- [DIRECTION]
Pull out every line from the line containing "Could you please point to the man with" through the end of the material, both ends included, and reproduce it exactly. Keep pictures out.

··· DATA ···

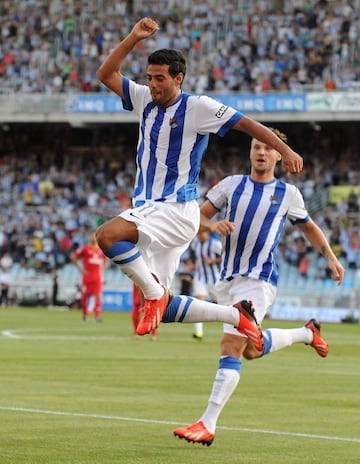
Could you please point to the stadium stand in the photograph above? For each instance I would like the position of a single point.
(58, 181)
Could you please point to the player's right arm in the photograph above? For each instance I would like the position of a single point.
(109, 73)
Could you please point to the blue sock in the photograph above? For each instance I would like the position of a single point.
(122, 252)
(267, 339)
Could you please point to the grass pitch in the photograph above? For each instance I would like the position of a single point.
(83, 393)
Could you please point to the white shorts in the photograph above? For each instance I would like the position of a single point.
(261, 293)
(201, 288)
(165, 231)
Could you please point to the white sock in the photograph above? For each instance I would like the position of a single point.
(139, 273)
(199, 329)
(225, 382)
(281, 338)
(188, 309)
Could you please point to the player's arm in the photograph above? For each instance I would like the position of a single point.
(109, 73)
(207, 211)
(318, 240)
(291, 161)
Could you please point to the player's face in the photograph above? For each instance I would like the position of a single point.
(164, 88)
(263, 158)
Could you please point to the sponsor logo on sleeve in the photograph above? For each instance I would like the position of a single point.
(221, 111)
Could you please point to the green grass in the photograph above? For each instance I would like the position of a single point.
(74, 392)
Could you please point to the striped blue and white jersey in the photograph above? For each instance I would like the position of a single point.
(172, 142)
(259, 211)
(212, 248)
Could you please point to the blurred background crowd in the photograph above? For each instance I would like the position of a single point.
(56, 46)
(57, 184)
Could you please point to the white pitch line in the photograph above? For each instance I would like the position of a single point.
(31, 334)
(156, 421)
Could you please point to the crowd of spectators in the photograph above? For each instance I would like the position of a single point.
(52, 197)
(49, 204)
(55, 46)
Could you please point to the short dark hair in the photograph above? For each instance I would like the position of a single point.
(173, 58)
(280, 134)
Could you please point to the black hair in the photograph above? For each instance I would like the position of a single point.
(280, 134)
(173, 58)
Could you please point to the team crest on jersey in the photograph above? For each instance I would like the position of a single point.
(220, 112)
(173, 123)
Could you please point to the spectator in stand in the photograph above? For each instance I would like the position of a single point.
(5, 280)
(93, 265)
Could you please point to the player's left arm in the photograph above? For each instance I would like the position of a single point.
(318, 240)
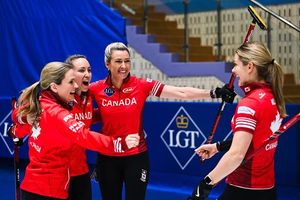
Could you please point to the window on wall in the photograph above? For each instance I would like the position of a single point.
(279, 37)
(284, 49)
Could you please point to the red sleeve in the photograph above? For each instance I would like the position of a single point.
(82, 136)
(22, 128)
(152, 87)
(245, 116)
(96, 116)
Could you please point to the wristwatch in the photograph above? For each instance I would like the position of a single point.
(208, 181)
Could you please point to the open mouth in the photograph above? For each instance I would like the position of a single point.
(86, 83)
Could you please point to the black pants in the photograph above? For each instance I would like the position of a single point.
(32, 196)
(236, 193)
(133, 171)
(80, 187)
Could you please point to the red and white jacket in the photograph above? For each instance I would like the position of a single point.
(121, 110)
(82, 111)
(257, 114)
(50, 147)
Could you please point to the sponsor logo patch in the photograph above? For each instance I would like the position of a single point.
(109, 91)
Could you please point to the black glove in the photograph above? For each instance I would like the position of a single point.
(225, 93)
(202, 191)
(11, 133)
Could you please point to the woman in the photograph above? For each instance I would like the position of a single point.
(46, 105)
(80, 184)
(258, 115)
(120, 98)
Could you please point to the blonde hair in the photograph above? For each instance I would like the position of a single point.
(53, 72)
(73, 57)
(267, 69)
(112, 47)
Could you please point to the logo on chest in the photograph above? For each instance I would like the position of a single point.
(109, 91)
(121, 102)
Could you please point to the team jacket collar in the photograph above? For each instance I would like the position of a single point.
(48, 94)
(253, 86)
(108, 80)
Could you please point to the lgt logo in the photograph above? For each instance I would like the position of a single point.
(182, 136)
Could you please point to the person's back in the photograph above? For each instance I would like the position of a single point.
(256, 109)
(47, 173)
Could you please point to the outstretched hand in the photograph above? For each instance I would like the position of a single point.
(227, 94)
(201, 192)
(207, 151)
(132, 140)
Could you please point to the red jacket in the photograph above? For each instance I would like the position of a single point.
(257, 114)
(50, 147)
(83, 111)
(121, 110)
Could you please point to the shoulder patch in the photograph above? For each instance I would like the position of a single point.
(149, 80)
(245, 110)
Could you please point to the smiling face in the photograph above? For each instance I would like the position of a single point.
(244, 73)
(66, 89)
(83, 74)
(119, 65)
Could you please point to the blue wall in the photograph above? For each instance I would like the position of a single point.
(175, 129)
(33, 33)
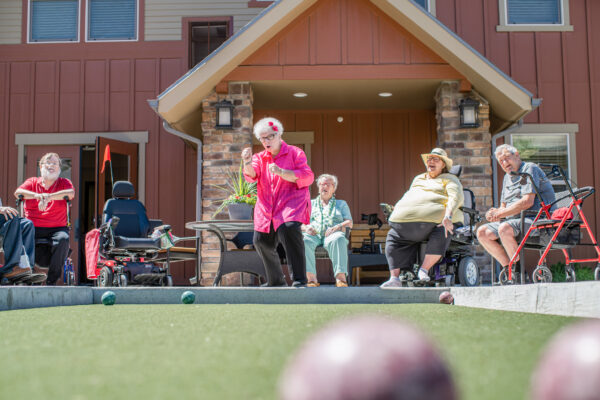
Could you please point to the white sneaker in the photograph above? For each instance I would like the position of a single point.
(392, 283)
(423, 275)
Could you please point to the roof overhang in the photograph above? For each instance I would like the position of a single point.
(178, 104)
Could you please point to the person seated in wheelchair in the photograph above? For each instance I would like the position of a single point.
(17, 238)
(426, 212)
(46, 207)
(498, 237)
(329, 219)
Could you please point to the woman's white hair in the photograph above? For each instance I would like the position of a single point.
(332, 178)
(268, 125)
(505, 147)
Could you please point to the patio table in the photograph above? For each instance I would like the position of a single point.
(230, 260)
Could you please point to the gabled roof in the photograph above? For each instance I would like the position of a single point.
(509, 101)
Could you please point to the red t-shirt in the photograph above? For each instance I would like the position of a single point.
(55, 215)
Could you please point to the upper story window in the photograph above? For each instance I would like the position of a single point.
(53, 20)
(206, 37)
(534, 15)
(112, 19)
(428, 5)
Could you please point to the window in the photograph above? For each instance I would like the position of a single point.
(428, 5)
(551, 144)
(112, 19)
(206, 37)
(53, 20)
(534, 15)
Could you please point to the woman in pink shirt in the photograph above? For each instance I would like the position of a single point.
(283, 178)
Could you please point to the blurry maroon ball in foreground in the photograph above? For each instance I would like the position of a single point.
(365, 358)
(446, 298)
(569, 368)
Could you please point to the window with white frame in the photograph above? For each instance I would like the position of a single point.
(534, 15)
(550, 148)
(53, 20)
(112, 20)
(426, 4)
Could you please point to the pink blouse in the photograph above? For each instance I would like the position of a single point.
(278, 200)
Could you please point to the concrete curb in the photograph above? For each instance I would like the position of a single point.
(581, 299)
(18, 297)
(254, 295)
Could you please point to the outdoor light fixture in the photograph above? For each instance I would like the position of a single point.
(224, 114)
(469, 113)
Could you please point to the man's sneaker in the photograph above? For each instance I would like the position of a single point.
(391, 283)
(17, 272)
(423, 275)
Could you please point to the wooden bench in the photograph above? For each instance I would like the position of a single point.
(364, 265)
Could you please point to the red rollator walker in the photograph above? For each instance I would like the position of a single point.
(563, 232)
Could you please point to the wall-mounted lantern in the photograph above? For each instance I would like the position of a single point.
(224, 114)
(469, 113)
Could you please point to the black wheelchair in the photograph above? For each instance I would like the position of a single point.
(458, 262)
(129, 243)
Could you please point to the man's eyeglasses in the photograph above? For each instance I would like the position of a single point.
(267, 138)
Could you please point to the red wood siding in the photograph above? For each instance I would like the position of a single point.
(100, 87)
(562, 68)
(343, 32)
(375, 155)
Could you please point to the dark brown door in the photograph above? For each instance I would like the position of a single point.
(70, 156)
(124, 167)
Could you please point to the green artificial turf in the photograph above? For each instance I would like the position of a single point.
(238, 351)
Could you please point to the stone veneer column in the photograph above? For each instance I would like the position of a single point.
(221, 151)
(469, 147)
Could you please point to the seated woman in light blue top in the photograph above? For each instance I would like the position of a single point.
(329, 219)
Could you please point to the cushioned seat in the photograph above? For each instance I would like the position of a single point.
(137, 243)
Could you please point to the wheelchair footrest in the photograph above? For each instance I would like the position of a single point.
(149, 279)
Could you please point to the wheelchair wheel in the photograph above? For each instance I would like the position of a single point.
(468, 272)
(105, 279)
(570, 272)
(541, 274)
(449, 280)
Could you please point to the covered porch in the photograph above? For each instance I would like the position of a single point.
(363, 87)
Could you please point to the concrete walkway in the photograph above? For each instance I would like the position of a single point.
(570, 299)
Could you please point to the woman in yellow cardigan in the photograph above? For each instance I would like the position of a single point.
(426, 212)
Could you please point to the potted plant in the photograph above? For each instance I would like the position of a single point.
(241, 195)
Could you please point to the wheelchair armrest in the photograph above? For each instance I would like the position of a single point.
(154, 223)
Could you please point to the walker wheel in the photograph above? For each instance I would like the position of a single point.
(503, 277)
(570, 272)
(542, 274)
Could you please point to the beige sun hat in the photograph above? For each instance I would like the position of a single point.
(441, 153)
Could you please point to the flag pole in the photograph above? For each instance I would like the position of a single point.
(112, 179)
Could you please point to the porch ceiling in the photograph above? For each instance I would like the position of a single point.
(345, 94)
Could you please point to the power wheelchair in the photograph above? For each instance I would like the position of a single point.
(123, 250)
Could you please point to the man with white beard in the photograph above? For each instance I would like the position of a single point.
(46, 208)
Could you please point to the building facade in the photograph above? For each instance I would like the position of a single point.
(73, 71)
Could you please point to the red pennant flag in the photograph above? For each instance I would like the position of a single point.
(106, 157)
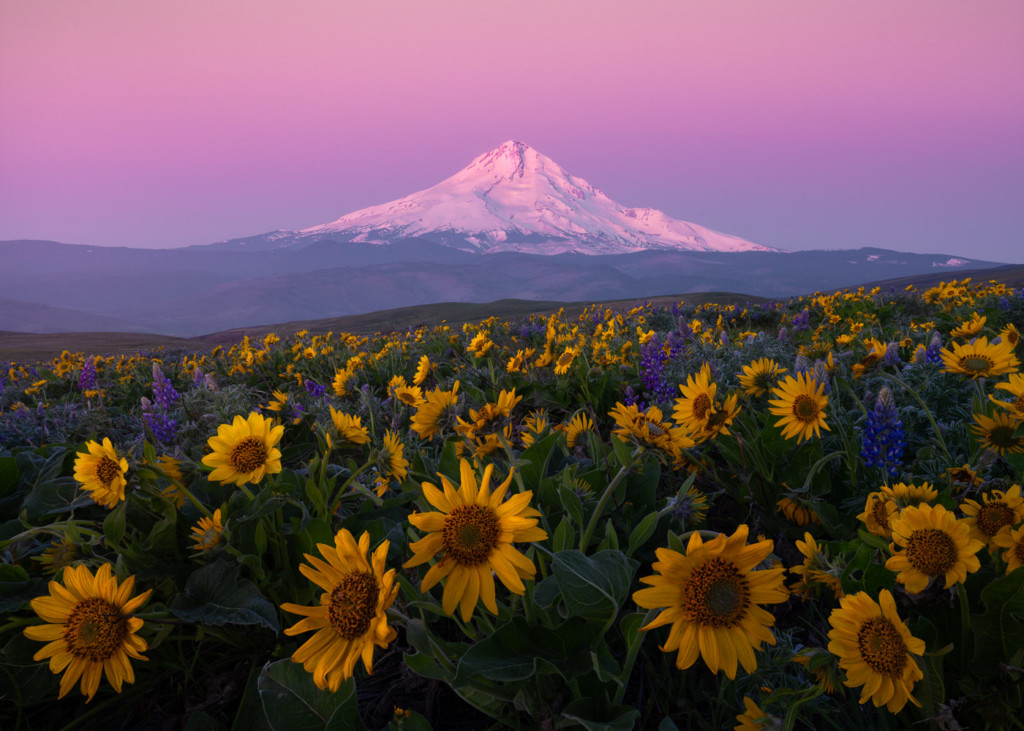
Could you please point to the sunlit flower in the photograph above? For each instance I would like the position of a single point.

···

- [RESULT OF THE TASK]
Could you please point to the man with white beard in the photograph above? For each instance I would like the position of a single point.
(46, 208)
Could you please point to the building facade in the photograph above? For each instance I would like the position of a single point.
(73, 71)
Could you please point to the red pennant flag in the photograph above? For each instance I would like the position of a single point.
(106, 157)
Could you please point to the sunlit flower in the photograph above? For each instance I would like the position of a single point.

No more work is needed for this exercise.